Task item. The lines from the top of the material through the line with "the dashboard, each" are to be set down exactly. Leave the pictures out.

Dataset entries.
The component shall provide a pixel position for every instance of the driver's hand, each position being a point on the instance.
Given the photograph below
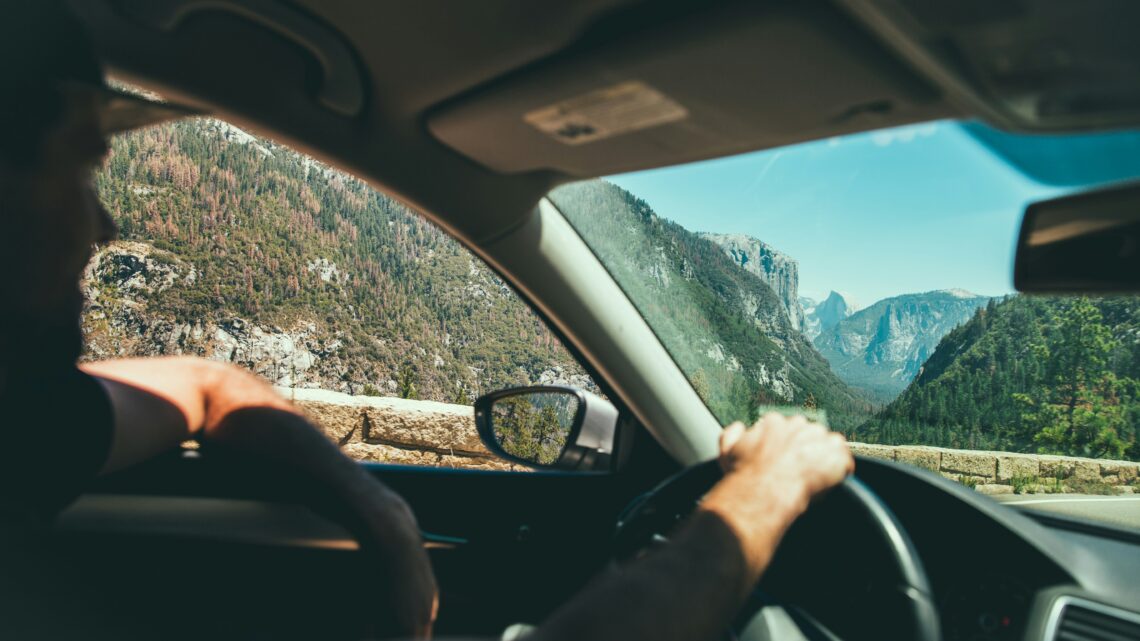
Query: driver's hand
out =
(795, 454)
(771, 473)
(410, 595)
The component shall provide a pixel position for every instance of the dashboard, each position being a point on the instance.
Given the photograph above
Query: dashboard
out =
(999, 575)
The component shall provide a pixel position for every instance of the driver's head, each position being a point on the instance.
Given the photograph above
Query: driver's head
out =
(55, 118)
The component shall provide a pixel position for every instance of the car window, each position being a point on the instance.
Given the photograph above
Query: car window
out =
(868, 280)
(377, 324)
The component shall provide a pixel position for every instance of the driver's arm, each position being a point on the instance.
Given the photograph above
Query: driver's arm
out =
(160, 402)
(691, 587)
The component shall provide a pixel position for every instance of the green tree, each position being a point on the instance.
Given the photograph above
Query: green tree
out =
(406, 381)
(1079, 410)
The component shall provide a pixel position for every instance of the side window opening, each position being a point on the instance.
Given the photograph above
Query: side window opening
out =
(377, 324)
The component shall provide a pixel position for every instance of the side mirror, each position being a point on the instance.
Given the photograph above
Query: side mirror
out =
(556, 428)
(1084, 243)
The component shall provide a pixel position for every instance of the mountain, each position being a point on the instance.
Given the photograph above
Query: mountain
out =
(881, 348)
(726, 326)
(820, 317)
(238, 250)
(776, 269)
(1028, 374)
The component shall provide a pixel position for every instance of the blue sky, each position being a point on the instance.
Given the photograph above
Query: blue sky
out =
(874, 214)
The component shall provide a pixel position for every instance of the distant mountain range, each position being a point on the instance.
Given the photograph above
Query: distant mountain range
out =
(881, 348)
(1058, 375)
(821, 317)
(723, 305)
(877, 350)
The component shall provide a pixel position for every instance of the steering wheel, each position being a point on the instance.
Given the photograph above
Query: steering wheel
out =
(874, 587)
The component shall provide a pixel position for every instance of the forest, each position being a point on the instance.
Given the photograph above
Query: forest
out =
(1051, 375)
(278, 240)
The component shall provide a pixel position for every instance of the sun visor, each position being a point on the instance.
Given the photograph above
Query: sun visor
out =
(750, 78)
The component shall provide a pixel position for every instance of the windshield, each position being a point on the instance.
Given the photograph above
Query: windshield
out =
(868, 278)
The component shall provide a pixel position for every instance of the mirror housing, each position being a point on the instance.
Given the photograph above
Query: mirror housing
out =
(1083, 243)
(576, 430)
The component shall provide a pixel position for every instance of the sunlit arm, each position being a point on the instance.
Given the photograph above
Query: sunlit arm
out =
(160, 402)
(690, 589)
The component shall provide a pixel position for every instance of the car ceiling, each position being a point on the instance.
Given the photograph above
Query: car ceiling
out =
(429, 99)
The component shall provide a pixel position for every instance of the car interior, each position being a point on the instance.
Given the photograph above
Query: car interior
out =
(454, 108)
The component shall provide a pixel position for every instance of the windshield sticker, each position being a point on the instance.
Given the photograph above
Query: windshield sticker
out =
(604, 113)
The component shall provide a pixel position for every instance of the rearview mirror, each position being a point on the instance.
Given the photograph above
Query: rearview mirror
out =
(1083, 243)
(548, 427)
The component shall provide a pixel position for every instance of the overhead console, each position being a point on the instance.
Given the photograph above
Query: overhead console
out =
(657, 88)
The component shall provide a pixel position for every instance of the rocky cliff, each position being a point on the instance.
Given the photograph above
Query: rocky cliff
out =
(779, 270)
(724, 323)
(822, 317)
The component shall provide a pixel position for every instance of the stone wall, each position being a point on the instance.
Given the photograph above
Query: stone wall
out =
(397, 430)
(424, 432)
(1001, 472)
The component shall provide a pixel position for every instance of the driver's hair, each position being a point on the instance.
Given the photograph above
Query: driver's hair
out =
(26, 120)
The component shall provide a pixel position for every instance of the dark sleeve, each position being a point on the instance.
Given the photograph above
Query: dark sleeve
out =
(56, 437)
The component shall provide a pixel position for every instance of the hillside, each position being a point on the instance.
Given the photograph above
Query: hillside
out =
(776, 269)
(239, 250)
(881, 348)
(1028, 374)
(723, 324)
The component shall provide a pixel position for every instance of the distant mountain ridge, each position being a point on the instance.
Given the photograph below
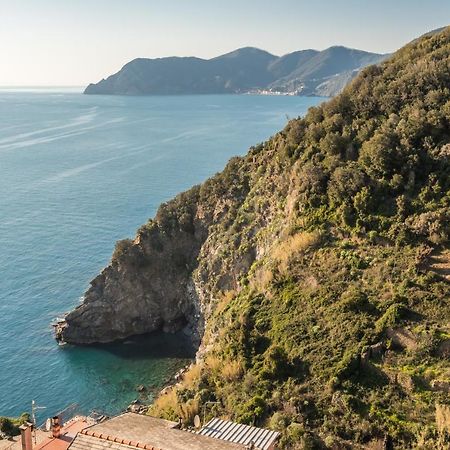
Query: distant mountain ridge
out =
(246, 70)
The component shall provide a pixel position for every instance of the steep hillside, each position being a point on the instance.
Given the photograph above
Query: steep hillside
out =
(312, 271)
(244, 70)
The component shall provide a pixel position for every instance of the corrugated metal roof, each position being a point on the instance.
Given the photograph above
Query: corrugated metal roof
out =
(239, 433)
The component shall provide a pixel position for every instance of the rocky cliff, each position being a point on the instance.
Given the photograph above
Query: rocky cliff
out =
(312, 271)
(306, 72)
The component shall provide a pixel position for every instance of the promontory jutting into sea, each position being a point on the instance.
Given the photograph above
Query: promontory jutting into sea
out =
(243, 249)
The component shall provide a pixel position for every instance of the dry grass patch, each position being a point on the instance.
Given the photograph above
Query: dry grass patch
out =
(224, 299)
(261, 279)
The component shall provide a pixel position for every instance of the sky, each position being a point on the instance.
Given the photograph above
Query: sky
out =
(75, 42)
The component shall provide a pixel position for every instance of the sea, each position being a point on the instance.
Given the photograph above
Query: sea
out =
(77, 173)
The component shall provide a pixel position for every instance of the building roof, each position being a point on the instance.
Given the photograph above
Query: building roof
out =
(238, 433)
(131, 430)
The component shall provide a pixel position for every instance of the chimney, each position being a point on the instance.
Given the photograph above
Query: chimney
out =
(56, 427)
(25, 434)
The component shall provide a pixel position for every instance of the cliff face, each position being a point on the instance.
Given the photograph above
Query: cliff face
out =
(198, 245)
(313, 270)
(147, 287)
(247, 69)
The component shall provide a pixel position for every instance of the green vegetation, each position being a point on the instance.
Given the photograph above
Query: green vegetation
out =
(326, 320)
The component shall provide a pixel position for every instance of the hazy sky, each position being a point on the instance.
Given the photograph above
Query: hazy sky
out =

Exercise result.
The component shall provide a pixel position for every instance of the driver's hand, each position being a point on the instance.
Given the photograph below
Query: driver's hand
out =
(795, 454)
(771, 473)
(410, 595)
The component shall provide a pixel position for every instance of the dashboard, each position being a point on the instance.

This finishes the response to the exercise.